§ **Task prompt**: What is needed is an exact transcription of the listing, with the images removed.

§ **Provided entries**:
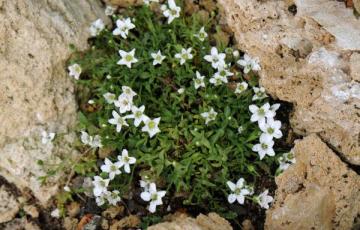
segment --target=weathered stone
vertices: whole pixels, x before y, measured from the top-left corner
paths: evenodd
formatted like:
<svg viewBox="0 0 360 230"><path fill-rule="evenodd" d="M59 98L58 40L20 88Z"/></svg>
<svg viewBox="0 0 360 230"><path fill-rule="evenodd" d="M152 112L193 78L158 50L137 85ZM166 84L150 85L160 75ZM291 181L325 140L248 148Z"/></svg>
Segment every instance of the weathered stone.
<svg viewBox="0 0 360 230"><path fill-rule="evenodd" d="M71 158L76 102L65 61L70 44L87 47L89 25L106 20L98 1L0 1L0 174L19 188L30 188L46 204L61 182L36 164ZM41 131L57 134L41 143ZM61 174L61 173L60 173Z"/></svg>
<svg viewBox="0 0 360 230"><path fill-rule="evenodd" d="M134 5L141 5L142 0L106 0L111 5L120 6L120 7L129 7Z"/></svg>
<svg viewBox="0 0 360 230"><path fill-rule="evenodd" d="M76 201L66 206L66 214L70 217L76 217L80 213L80 204Z"/></svg>
<svg viewBox="0 0 360 230"><path fill-rule="evenodd" d="M110 208L103 211L101 215L107 219L112 220L119 215L123 215L124 210L124 206L111 206Z"/></svg>
<svg viewBox="0 0 360 230"><path fill-rule="evenodd" d="M360 0L353 0L354 7L358 13L360 13Z"/></svg>
<svg viewBox="0 0 360 230"><path fill-rule="evenodd" d="M40 230L40 227L28 221L26 218L16 218L8 223L6 223L3 230Z"/></svg>
<svg viewBox="0 0 360 230"><path fill-rule="evenodd" d="M3 185L0 187L0 223L12 220L20 209L16 198Z"/></svg>
<svg viewBox="0 0 360 230"><path fill-rule="evenodd" d="M267 229L352 229L360 214L360 176L316 135L295 143L296 163L276 178Z"/></svg>
<svg viewBox="0 0 360 230"><path fill-rule="evenodd" d="M231 230L230 223L216 213L205 216L200 214L196 219L183 213L175 213L164 223L150 226L148 230Z"/></svg>
<svg viewBox="0 0 360 230"><path fill-rule="evenodd" d="M32 218L38 218L39 217L39 211L34 205L25 205L23 207L23 210L26 214L31 216Z"/></svg>
<svg viewBox="0 0 360 230"><path fill-rule="evenodd" d="M294 104L294 131L317 133L360 164L360 83L350 76L349 61L360 49L360 23L352 9L331 0L219 4L238 48L259 57L260 84Z"/></svg>
<svg viewBox="0 0 360 230"><path fill-rule="evenodd" d="M76 230L78 222L79 221L76 218L65 217L63 221L63 227L65 230Z"/></svg>
<svg viewBox="0 0 360 230"><path fill-rule="evenodd" d="M123 228L138 228L141 223L141 220L138 216L130 215L122 218L119 221L116 221L110 226L110 230L118 230Z"/></svg>
<svg viewBox="0 0 360 230"><path fill-rule="evenodd" d="M353 53L350 57L350 74L354 81L360 82L360 53Z"/></svg>

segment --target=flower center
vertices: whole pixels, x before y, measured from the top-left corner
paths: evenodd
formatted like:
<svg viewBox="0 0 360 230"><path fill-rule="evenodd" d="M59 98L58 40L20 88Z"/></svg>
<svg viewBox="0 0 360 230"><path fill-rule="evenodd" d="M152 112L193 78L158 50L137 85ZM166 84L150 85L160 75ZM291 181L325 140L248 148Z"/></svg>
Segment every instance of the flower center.
<svg viewBox="0 0 360 230"><path fill-rule="evenodd" d="M260 108L259 110L258 110L258 115L259 116L265 116L265 110L263 109L263 108Z"/></svg>
<svg viewBox="0 0 360 230"><path fill-rule="evenodd" d="M126 163L128 163L129 162L129 157L124 157L124 161L126 162Z"/></svg>
<svg viewBox="0 0 360 230"><path fill-rule="evenodd" d="M187 54L182 54L181 57L182 57L182 59L188 59L188 55L187 55Z"/></svg>
<svg viewBox="0 0 360 230"><path fill-rule="evenodd" d="M77 73L81 72L80 66L76 66L76 67L75 67L75 71L76 71Z"/></svg>
<svg viewBox="0 0 360 230"><path fill-rule="evenodd" d="M175 16L175 15L177 14L177 11L176 11L175 9L171 9L171 10L170 10L170 14L171 14L172 16Z"/></svg>
<svg viewBox="0 0 360 230"><path fill-rule="evenodd" d="M133 57L131 55L126 55L125 60L128 62L131 62L133 60Z"/></svg>
<svg viewBox="0 0 360 230"><path fill-rule="evenodd" d="M265 143L262 143L262 144L261 144L261 148L262 148L262 149L267 149L267 148L268 148L268 145L265 144Z"/></svg>
<svg viewBox="0 0 360 230"><path fill-rule="evenodd" d="M273 128L270 128L270 127L267 129L267 132L268 132L269 134L273 134L274 131L275 131L275 130L274 130Z"/></svg>
<svg viewBox="0 0 360 230"><path fill-rule="evenodd" d="M141 116L142 116L142 112L140 112L140 111L135 112L135 117L136 118L140 118Z"/></svg>
<svg viewBox="0 0 360 230"><path fill-rule="evenodd" d="M120 125L125 124L124 119L123 119L122 117L119 117L118 123L119 123Z"/></svg>
<svg viewBox="0 0 360 230"><path fill-rule="evenodd" d="M236 188L235 191L234 191L234 193L235 193L236 195L239 195L239 194L241 193L241 189L240 189L240 188Z"/></svg>
<svg viewBox="0 0 360 230"><path fill-rule="evenodd" d="M154 121L150 121L148 124L150 129L154 129L155 128L155 122Z"/></svg>
<svg viewBox="0 0 360 230"><path fill-rule="evenodd" d="M157 200L158 195L156 193L151 194L151 200Z"/></svg>
<svg viewBox="0 0 360 230"><path fill-rule="evenodd" d="M110 166L110 170L111 170L111 171L116 171L116 170L117 170L117 168L116 168L116 166L115 166L115 165L111 165L111 166Z"/></svg>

§ **Exercise response**:
segment --target=weathered stone
vertices: whole pixels, x before y, measured from the top-left corner
paths: evenodd
formatted like:
<svg viewBox="0 0 360 230"><path fill-rule="evenodd" d="M59 98L58 40L20 88Z"/></svg>
<svg viewBox="0 0 360 230"><path fill-rule="evenodd" d="M152 112L193 78L158 50L137 85ZM166 84L150 85L160 75ZM291 181L325 140L248 148Z"/></svg>
Segment every instance of the weathered stone.
<svg viewBox="0 0 360 230"><path fill-rule="evenodd" d="M71 158L76 102L65 61L70 44L87 47L89 25L106 20L98 1L0 1L0 174L19 188L30 188L46 204L61 182L36 164ZM41 131L57 134L41 143ZM61 174L61 173L60 173Z"/></svg>
<svg viewBox="0 0 360 230"><path fill-rule="evenodd" d="M134 5L141 5L142 0L106 0L111 5L120 6L120 7L129 7Z"/></svg>
<svg viewBox="0 0 360 230"><path fill-rule="evenodd" d="M76 201L66 206L66 214L70 217L76 217L80 213L80 204Z"/></svg>
<svg viewBox="0 0 360 230"><path fill-rule="evenodd" d="M110 208L103 211L101 215L107 219L112 220L119 215L123 215L124 210L124 206L111 206Z"/></svg>
<svg viewBox="0 0 360 230"><path fill-rule="evenodd" d="M360 0L353 0L354 7L358 13L360 13Z"/></svg>
<svg viewBox="0 0 360 230"><path fill-rule="evenodd" d="M40 230L40 227L28 221L26 218L16 218L8 223L6 223L3 230Z"/></svg>
<svg viewBox="0 0 360 230"><path fill-rule="evenodd" d="M3 185L0 187L0 223L12 220L20 209L16 198Z"/></svg>
<svg viewBox="0 0 360 230"><path fill-rule="evenodd" d="M267 229L352 229L360 214L360 176L316 135L295 143L296 163L276 178Z"/></svg>
<svg viewBox="0 0 360 230"><path fill-rule="evenodd" d="M231 230L230 223L216 213L205 216L200 214L196 219L183 213L175 213L164 223L150 226L148 230Z"/></svg>
<svg viewBox="0 0 360 230"><path fill-rule="evenodd" d="M32 218L38 218L39 217L39 211L34 205L25 205L23 207L23 210L26 214L31 216Z"/></svg>
<svg viewBox="0 0 360 230"><path fill-rule="evenodd" d="M294 104L294 131L317 133L360 164L360 83L350 76L349 61L360 49L360 23L352 9L331 0L219 4L238 48L259 57L260 84Z"/></svg>
<svg viewBox="0 0 360 230"><path fill-rule="evenodd" d="M76 230L78 222L79 221L76 218L65 217L63 221L63 227L65 230Z"/></svg>
<svg viewBox="0 0 360 230"><path fill-rule="evenodd" d="M123 228L138 228L141 223L141 220L138 216L130 215L122 218L119 221L116 221L110 226L110 230L118 230Z"/></svg>
<svg viewBox="0 0 360 230"><path fill-rule="evenodd" d="M353 53L350 57L350 74L354 81L360 82L360 53Z"/></svg>

segment --target=flower center
vertices: whole pixels, x before y, measured from the top-left corner
paths: evenodd
formatted like:
<svg viewBox="0 0 360 230"><path fill-rule="evenodd" d="M59 98L58 40L20 88Z"/></svg>
<svg viewBox="0 0 360 230"><path fill-rule="evenodd" d="M152 112L193 78L158 50L137 85ZM166 84L150 85L160 75ZM291 181L325 140L248 148Z"/></svg>
Segment every instance of the flower center.
<svg viewBox="0 0 360 230"><path fill-rule="evenodd" d="M260 108L259 110L258 110L258 115L259 116L265 116L265 110L263 109L263 108Z"/></svg>
<svg viewBox="0 0 360 230"><path fill-rule="evenodd" d="M126 163L128 163L129 162L129 157L124 157L124 161L126 162Z"/></svg>
<svg viewBox="0 0 360 230"><path fill-rule="evenodd" d="M187 54L182 54L181 57L182 57L182 59L188 59L188 55L187 55Z"/></svg>
<svg viewBox="0 0 360 230"><path fill-rule="evenodd" d="M77 73L81 72L80 66L76 66L76 67L75 67L75 71L76 71Z"/></svg>
<svg viewBox="0 0 360 230"><path fill-rule="evenodd" d="M175 16L175 15L177 14L177 11L176 11L175 9L171 9L171 10L170 10L170 14L171 14L172 16Z"/></svg>
<svg viewBox="0 0 360 230"><path fill-rule="evenodd" d="M133 57L131 55L126 55L125 60L128 62L131 62L133 60Z"/></svg>
<svg viewBox="0 0 360 230"><path fill-rule="evenodd" d="M265 143L262 143L262 144L261 144L261 148L262 148L262 149L267 149L267 148L268 148L268 145L265 144Z"/></svg>
<svg viewBox="0 0 360 230"><path fill-rule="evenodd" d="M273 128L270 128L270 127L267 129L267 132L268 132L269 134L273 134L274 131L275 131L275 130L274 130Z"/></svg>
<svg viewBox="0 0 360 230"><path fill-rule="evenodd" d="M141 116L142 116L142 112L140 112L140 111L135 112L135 117L136 118L140 118Z"/></svg>
<svg viewBox="0 0 360 230"><path fill-rule="evenodd" d="M120 125L125 124L124 119L123 119L122 117L119 117L118 123L119 123Z"/></svg>
<svg viewBox="0 0 360 230"><path fill-rule="evenodd" d="M236 188L235 191L234 191L234 193L235 193L236 195L239 195L239 194L241 193L241 189L240 189L240 188Z"/></svg>
<svg viewBox="0 0 360 230"><path fill-rule="evenodd" d="M154 121L150 121L148 124L150 129L154 129L155 128L155 122Z"/></svg>
<svg viewBox="0 0 360 230"><path fill-rule="evenodd" d="M157 200L158 195L156 193L151 194L151 200Z"/></svg>
<svg viewBox="0 0 360 230"><path fill-rule="evenodd" d="M110 166L110 170L111 170L111 171L116 171L116 170L117 170L117 168L116 168L116 166L115 166L115 165L111 165L111 166Z"/></svg>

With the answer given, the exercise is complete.